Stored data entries
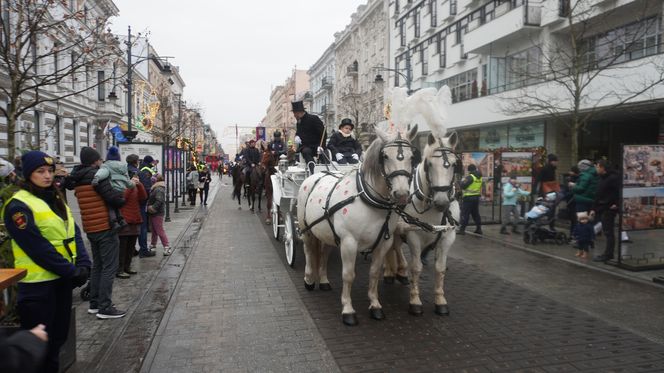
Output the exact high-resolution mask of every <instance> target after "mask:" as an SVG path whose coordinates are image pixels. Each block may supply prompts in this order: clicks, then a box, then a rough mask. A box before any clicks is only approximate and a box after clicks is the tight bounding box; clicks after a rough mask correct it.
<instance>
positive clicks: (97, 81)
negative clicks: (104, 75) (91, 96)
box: [97, 71, 106, 101]
mask: <svg viewBox="0 0 664 373" xmlns="http://www.w3.org/2000/svg"><path fill="white" fill-rule="evenodd" d="M104 80H105V78H104V72H103V71H97V100H99V101H104V100H106V87H105V83H104Z"/></svg>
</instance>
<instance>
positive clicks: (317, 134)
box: [292, 101, 327, 173]
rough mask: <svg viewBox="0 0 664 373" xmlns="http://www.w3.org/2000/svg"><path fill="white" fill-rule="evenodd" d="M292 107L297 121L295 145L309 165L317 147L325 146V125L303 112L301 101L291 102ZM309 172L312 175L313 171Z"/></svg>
mask: <svg viewBox="0 0 664 373" xmlns="http://www.w3.org/2000/svg"><path fill="white" fill-rule="evenodd" d="M292 106H293V116H295V118H296V119H297V129H296V131H295V143H296V144H298V145H299V148H300V153H301V154H302V157H303V158H304V160H305V161H306V162H307V164H309V162H314V154H316V152H317V150H318V147H319V146H320V147H323V146H325V140H326V137H327V136H326V133H325V125H324V124H323V121H322V120H320V118H318V117H317V116H315V115H313V114H309V113H307V112H306V111H305V110H304V103H303V102H302V101H296V102H293V103H292ZM311 172H312V173H313V169H312V170H311Z"/></svg>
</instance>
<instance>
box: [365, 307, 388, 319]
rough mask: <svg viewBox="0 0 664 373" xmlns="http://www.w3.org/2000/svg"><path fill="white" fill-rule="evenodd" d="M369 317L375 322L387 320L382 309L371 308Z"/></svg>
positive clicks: (370, 309) (384, 313) (369, 309)
mask: <svg viewBox="0 0 664 373" xmlns="http://www.w3.org/2000/svg"><path fill="white" fill-rule="evenodd" d="M369 315H371V318H372V319H374V320H383V319H385V313H384V312H383V309H382V308H369Z"/></svg>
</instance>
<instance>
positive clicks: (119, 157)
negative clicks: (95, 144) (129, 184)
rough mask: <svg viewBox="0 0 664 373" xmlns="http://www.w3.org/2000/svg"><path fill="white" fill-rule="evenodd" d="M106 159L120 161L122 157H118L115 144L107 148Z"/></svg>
mask: <svg viewBox="0 0 664 373" xmlns="http://www.w3.org/2000/svg"><path fill="white" fill-rule="evenodd" d="M106 160H107V161H120V160H122V158H120V149H118V148H117V147H115V146H111V147H110V148H108V153H106Z"/></svg>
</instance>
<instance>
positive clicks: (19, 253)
mask: <svg viewBox="0 0 664 373" xmlns="http://www.w3.org/2000/svg"><path fill="white" fill-rule="evenodd" d="M21 160H22V164H23V177H24V180H23V181H22V182H21V184H19V187H20V189H19V190H18V191H17V192H16V194H14V196H13V197H12V198H10V199H9V200H8V201H7V202H6V203H5V205H4V207H3V210H2V214H3V219H4V222H5V226H6V227H7V231H8V232H9V235H10V236H11V238H12V242H11V245H12V252H13V254H14V267H16V268H24V269H27V271H28V273H27V275H26V276H25V278H23V279H22V280H21V282H20V283H19V284H18V304H17V310H18V315H19V318H20V320H21V328H23V329H32V328H34V327H35V326H37V325H39V324H44V325H46V332H47V333H48V354H47V356H46V361H45V362H44V365H43V369H40V370H39V371H40V372H58V369H59V357H58V356H59V353H60V347H61V346H62V345H63V344H64V342H65V341H66V339H67V334H68V332H69V320H70V313H71V306H72V289H73V288H75V287H79V286H82V285H83V284H85V282H86V281H87V279H88V275H89V273H90V266H91V263H90V258H89V256H88V254H87V252H86V250H85V246H84V244H83V240H82V239H81V232H80V229H79V228H78V226H77V225H76V223H75V222H74V218H73V216H72V214H71V210H70V209H69V206H67V204H66V202H65V199H64V197H63V196H62V194H61V192H60V190H59V189H58V188H56V187H55V186H54V183H53V181H54V177H55V161H54V160H53V158H51V157H50V156H49V155H48V154H46V153H43V152H40V151H31V152H28V153H26V154H25V155H23V157H22V159H21Z"/></svg>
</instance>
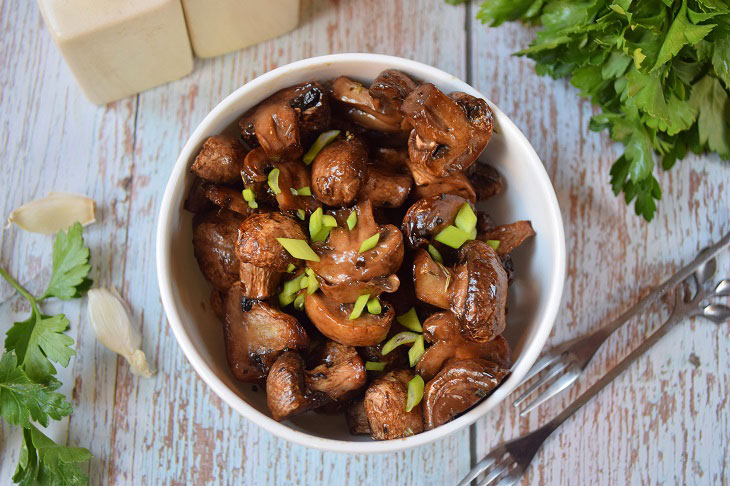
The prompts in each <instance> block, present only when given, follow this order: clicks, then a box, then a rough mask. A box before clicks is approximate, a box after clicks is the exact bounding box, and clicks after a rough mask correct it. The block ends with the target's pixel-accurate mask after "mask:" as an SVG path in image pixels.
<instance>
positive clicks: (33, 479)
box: [13, 425, 91, 486]
mask: <svg viewBox="0 0 730 486" xmlns="http://www.w3.org/2000/svg"><path fill="white" fill-rule="evenodd" d="M90 458H91V453H90V452H89V451H88V450H87V449H84V448H81V447H67V446H63V445H58V444H56V443H55V442H53V441H52V440H51V439H49V438H48V437H47V436H46V435H45V434H44V433H43V432H41V431H40V430H38V429H37V428H36V427H34V426H33V425H31V426H30V427H29V428H26V429H24V430H23V444H22V445H21V450H20V460H19V461H18V466H17V468H16V470H15V474H14V475H13V481H14V482H16V483H19V484H21V485H22V486H26V485H28V486H30V485H34V484H48V485H53V486H56V485H58V486H75V485H85V484H87V482H88V477H87V476H86V475H85V474H84V473H83V472H81V470H80V469H79V468H78V466H77V465H76V464H77V463H80V462H84V461H88V460H89V459H90Z"/></svg>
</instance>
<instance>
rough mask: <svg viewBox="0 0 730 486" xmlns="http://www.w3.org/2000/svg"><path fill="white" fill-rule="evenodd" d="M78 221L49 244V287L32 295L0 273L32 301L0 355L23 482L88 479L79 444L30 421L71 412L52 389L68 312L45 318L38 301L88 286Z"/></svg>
mask: <svg viewBox="0 0 730 486" xmlns="http://www.w3.org/2000/svg"><path fill="white" fill-rule="evenodd" d="M82 232H83V229H82V227H81V225H80V224H79V223H76V224H75V225H74V226H72V227H71V228H69V230H68V233H64V232H63V231H60V232H59V233H58V235H57V236H56V241H55V243H54V245H53V272H52V275H51V280H50V282H49V283H48V288H47V289H46V291H45V292H44V293H43V295H41V296H40V297H34V296H33V295H31V294H30V293H29V292H28V291H27V290H26V289H25V288H23V287H22V286H21V285H20V284H19V283H18V282H17V281H16V280H15V279H14V278H13V277H11V276H10V275H9V274H8V273H7V271H5V269H4V268H2V267H0V275H1V276H2V277H3V278H5V280H7V281H8V283H10V285H12V286H13V287H14V288H15V289H16V290H17V291H18V293H20V294H21V295H22V296H23V297H25V298H26V299H27V300H28V302H29V303H30V309H31V314H30V317H28V319H26V320H24V321H21V322H16V323H14V324H13V327H12V328H11V329H10V330H9V331H8V332H7V337H6V339H5V352H4V353H3V355H2V357H0V416H2V418H3V420H5V421H6V422H7V423H9V424H13V425H16V426H19V427H22V428H23V442H22V445H21V449H20V458H19V460H18V467H17V468H16V470H15V475H14V476H13V481H14V482H16V483H20V484H22V485H32V484H49V485H77V484H86V483H87V481H88V478H87V477H86V475H85V474H83V473H82V472H81V471H80V470H79V468H78V466H77V465H76V464H77V463H80V462H84V461H86V460H88V459H89V458H90V457H91V453H90V452H89V451H88V450H86V449H82V448H80V447H67V446H64V445H59V444H56V443H55V442H53V441H52V440H51V439H49V438H48V437H47V436H46V435H45V434H43V432H41V431H40V430H38V428H36V427H35V426H34V425H33V423H32V422H31V420H33V421H35V422H37V423H39V424H41V425H43V426H44V427H45V426H47V425H48V422H49V419H53V420H60V419H61V418H62V417H65V416H67V415H69V414H70V413H71V405H70V404H69V403H68V402H67V401H66V399H65V397H64V396H63V395H61V394H60V393H57V392H56V390H57V389H58V388H59V387H60V386H61V383H60V382H59V381H58V380H57V379H56V377H55V375H56V368H55V366H54V365H53V362H55V363H58V364H60V365H62V366H64V367H65V366H68V363H69V360H70V359H71V356H73V355H74V354H75V351H74V350H73V348H72V347H71V346H72V345H73V343H74V341H73V339H71V338H70V337H69V336H67V335H66V334H64V331H65V330H66V329H68V326H69V322H68V319H66V316H64V315H63V314H58V315H55V316H48V315H45V314H43V313H42V312H41V310H40V307H39V303H40V302H41V301H43V300H45V299H47V298H51V297H56V298H59V299H63V300H70V299H75V298H78V297H81V295H83V293H84V292H86V290H88V289H89V287H90V286H91V280H89V279H88V278H87V276H88V274H89V270H91V266H90V265H89V249H88V248H86V247H85V246H84V239H83V236H82Z"/></svg>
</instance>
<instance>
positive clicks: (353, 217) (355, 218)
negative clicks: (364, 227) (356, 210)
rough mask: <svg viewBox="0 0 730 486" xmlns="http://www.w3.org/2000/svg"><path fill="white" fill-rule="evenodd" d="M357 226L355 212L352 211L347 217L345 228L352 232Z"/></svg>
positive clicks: (356, 215) (355, 213) (354, 211)
mask: <svg viewBox="0 0 730 486" xmlns="http://www.w3.org/2000/svg"><path fill="white" fill-rule="evenodd" d="M356 224H357V211H353V212H351V213H350V215H349V216H348V217H347V228H348V229H349V230H350V231H352V228H354V227H355V225H356Z"/></svg>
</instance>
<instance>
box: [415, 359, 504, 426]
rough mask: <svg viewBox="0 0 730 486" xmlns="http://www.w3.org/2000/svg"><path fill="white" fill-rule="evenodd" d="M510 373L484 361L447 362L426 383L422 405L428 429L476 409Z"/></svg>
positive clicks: (438, 425) (501, 368) (424, 417)
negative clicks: (444, 365)
mask: <svg viewBox="0 0 730 486" xmlns="http://www.w3.org/2000/svg"><path fill="white" fill-rule="evenodd" d="M507 372H508V370H507V369H505V368H502V367H501V366H499V365H498V364H496V363H493V362H491V361H487V360H484V359H464V360H454V361H450V362H449V363H447V365H446V367H445V368H444V369H442V370H441V371H440V372H439V373H438V374H437V375H436V377H434V378H433V379H432V380H431V381H429V382H428V383H427V384H426V388H425V391H424V394H423V402H422V403H423V421H424V424H425V427H426V430H431V429H433V428H434V427H438V426H439V425H442V424H445V423H446V422H448V421H450V420H451V419H453V418H454V417H455V416H456V415H458V414H460V413H462V412H465V411H466V410H468V409H469V408H471V407H472V406H474V405H475V404H476V403H477V402H479V401H480V400H481V399H482V398H484V397H485V396H487V395H488V394H489V393H490V392H491V391H492V390H494V388H496V387H497V385H499V383H500V382H501V381H502V378H504V377H505V375H506V374H507Z"/></svg>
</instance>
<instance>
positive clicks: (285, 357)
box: [266, 351, 329, 422]
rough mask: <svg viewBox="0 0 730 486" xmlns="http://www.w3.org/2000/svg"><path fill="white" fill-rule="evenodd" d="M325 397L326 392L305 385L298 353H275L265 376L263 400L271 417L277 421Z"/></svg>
mask: <svg viewBox="0 0 730 486" xmlns="http://www.w3.org/2000/svg"><path fill="white" fill-rule="evenodd" d="M327 401H329V398H328V397H327V395H326V394H324V393H321V392H317V391H311V390H309V389H308V388H307V386H306V383H305V371H304V360H303V359H302V357H301V356H299V354H297V353H295V352H292V351H287V352H285V353H283V354H282V355H281V356H279V359H277V360H276V362H275V363H274V364H273V366H272V367H271V371H270V372H269V375H268V376H267V377H266V403H267V405H268V406H269V410H270V411H271V415H272V416H273V418H274V420H276V421H279V422H281V421H282V420H286V419H288V418H291V417H294V416H296V415H300V414H302V413H304V412H306V411H307V410H311V409H313V408H316V407H318V406H319V405H322V404H324V403H326V402H327Z"/></svg>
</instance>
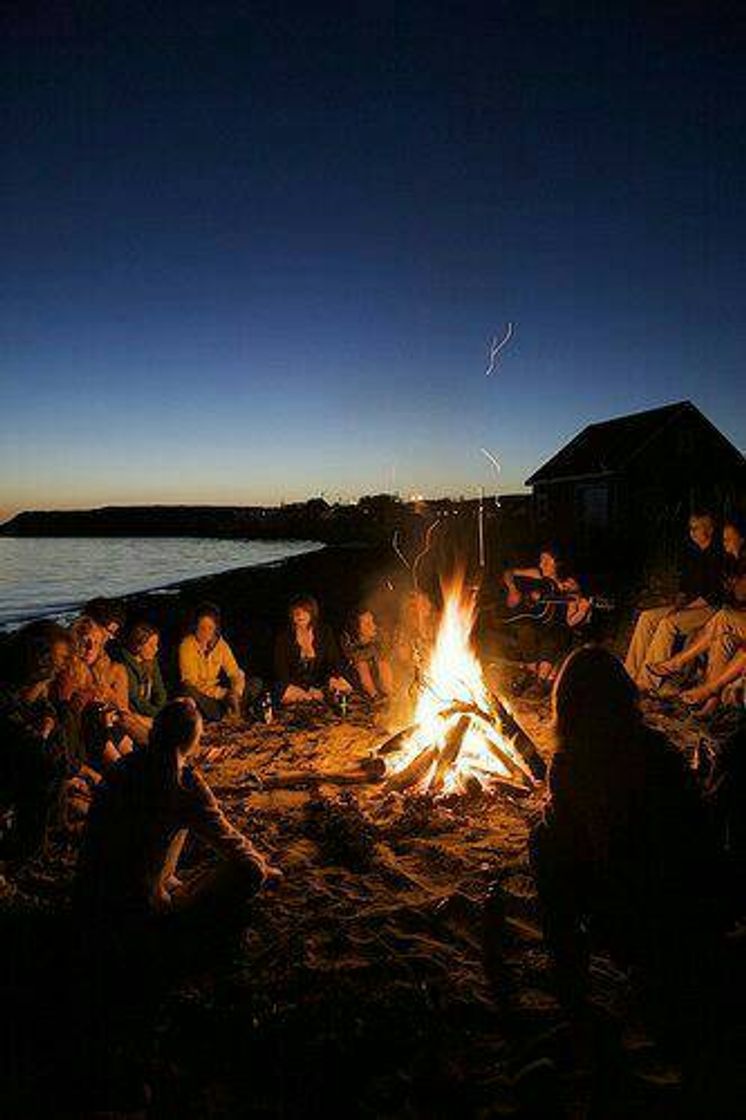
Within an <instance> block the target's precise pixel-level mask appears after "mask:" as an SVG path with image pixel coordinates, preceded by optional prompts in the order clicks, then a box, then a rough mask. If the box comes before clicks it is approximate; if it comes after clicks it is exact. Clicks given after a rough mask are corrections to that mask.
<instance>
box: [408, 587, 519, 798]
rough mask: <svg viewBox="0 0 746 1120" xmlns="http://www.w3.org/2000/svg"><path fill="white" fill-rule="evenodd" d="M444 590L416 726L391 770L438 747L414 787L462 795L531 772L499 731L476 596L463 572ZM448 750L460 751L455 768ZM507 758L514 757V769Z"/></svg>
mask: <svg viewBox="0 0 746 1120" xmlns="http://www.w3.org/2000/svg"><path fill="white" fill-rule="evenodd" d="M442 591H444V609H442V616H441V619H440V625H439V627H438V633H437V636H436V641H435V645H433V648H432V653H431V655H430V659H429V662H428V664H427V665H426V666H425V668H423V670H422V673H421V676H420V690H419V696H418V698H417V704H416V709H414V724H416V728H414V730H413V731H412V732H411V735H410V736H409V738H408V739H407V740H405V743H404V745H403V747H402V749H401V752H399V754H398V755H397V757H395V759H392V760H391V772H392V773H393V774H400V773H401V772H402V771H404V769H405V768H407V767H408V766H409V765H410V764H412V763H413V762H414V759H417V758H418V756H421V755H422V752H427V750H428V748H435V750H436V753H433V758H432V762H431V763H430V765H429V766H427V768H426V771H425V773H422V774H421V775H418V777H417V780H416V782H413V783H412V784H413V785H414V786H416V787H417V788H419V790H420V791H427V790H430V791H431V792H437V793H442V794H448V793H464V792H466V791H467V790H468V788H469V786H473V784H474V783H475V782H477V783H478V784H479V786H487V785H488V784H489V780H491V777H494V776H495V775H498V776H502V777H505V778H510V777H511V775H512V774H513V775H514V774H515V771H516V769H517V771H519V772H521V773H522V774H528V773H529V772H528V768H526V765H525V763H524V760H523V758H522V757H521V755H520V754H519V752H517V750H515V748H514V747H513V746H512V744H511V741H510V738H509V737H507V736H505V735H504V734H503V732H502V730H501V726H500V718H498V715H497V712H496V711H495V708H494V704H493V700H492V697H491V694H489V689H488V688H487V684H486V681H485V679H484V674H483V671H482V665H481V664H479V660H478V657H477V655H476V652H475V650H474V647H473V643H472V633H473V629H474V623H475V619H476V595H475V592H474V591H473V590H472V589H469V588H467V587H466V586H465V584H464V576H463V573H457V575H456V576H454V577H453V578H451V579H450V581H449V582H448V584H446V585H444V588H442ZM460 721H464V722H460ZM467 721H468V722H467ZM464 728H466V729H464ZM458 740H460V748H459V747H458V745H457V744H458ZM493 748H496V749H493ZM446 750H449V752H455V750H457V754H456V757H455V758H454V760H453V764H451V765H448V764H447V756H446V755H445V754H444V753H445V752H446ZM498 755H500V756H502V757H500V756H498ZM503 758H505V759H510V762H511V763H512V765H513V771H511V767H510V766H509V765H506V763H505V762H503Z"/></svg>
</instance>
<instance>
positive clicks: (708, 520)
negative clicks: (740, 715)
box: [624, 513, 722, 692]
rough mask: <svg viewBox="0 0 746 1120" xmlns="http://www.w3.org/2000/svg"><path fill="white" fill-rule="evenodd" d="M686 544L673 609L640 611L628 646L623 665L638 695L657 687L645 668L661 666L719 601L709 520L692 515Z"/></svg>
mask: <svg viewBox="0 0 746 1120" xmlns="http://www.w3.org/2000/svg"><path fill="white" fill-rule="evenodd" d="M689 538H690V547H689V549H688V552H687V554H686V559H684V564H683V570H682V573H681V579H680V590H679V594H678V595H677V597H675V599H674V600H673V601H672V603H666V604H664V605H663V606H661V607H652V608H650V609H647V610H643V612H642V613H641V615H640V617H638V618H637V622H636V625H635V629H634V633H633V635H632V641H631V642H630V648H628V650H627V655H626V659H625V662H624V664H625V668H626V670H627V672H628V674H630V676H631V678H632V680H633V681H634V682H635V684H636V685H637V688H638V689H640V691H641V692H651V691H654V690H655V689H656V688H658V685H659V683H660V678H655V676H654V675H653V674H651V672H650V670H649V668H647V666H649V665H651V664H656V663H658V662H661V661H666V660H668V659H669V657H670V656H671V654H672V652H673V647H674V645H675V643H677V642H678V641H680V640H687V638H690V637H692V636H693V635H694V634H696V633H697V631H699V629H701V627H702V626H705V625H706V624H707V623H708V622H709V619H710V618H711V617H712V615H714V614H715V613H716V610H717V609H718V607H719V606H720V604H721V601H722V556H721V552H720V550H719V548H718V544H717V541H716V534H715V519H714V516H712V514H710V513H694V514H692V515H691V517H690V519H689Z"/></svg>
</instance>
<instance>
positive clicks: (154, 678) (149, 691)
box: [120, 622, 167, 744]
mask: <svg viewBox="0 0 746 1120" xmlns="http://www.w3.org/2000/svg"><path fill="white" fill-rule="evenodd" d="M159 641H160V636H159V634H158V631H157V629H156V627H155V626H151V625H150V623H146V622H139V623H136V624H134V625H133V626H131V627H130V629H129V631H128V633H127V635H125V637H124V641H123V643H122V646H121V651H120V657H121V663H122V665H123V666H124V671H125V672H127V683H128V697H129V712H128V713H127V715H125V716H124V717H123V724H124V726H125V728H127V730H128V731H129V734H130V735H131V736H132V738H133V739H134V741H136V743H139V744H144V743H147V741H148V736H149V735H150V728H151V727H152V721H153V719H155V717H156V716H157V715H158V712H159V711H160V709H161V708H162V707H164V704H165V703H166V699H167V697H166V687H165V684H164V678H162V675H161V672H160V665H159V664H158V644H159Z"/></svg>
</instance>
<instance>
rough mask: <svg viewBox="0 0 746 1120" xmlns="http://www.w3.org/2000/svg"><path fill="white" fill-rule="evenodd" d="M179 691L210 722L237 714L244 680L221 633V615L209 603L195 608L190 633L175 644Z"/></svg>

# TASK DESCRIPTION
Pick out every line in the material above that contains the string "positive", and copy each one.

# TASK RESPONSE
positive clicks: (97, 81)
positive clicks: (317, 134)
positive clicks: (370, 309) (384, 313) (369, 309)
positive clicks: (119, 157)
positive clicks: (19, 253)
positive clicks: (33, 479)
positive clicks: (353, 217) (355, 218)
positive clicks: (356, 215) (355, 213) (354, 211)
positive clicks: (438, 425) (501, 368) (424, 417)
positive clicks: (285, 357)
positive clicks: (708, 520)
positive clicks: (154, 678) (149, 691)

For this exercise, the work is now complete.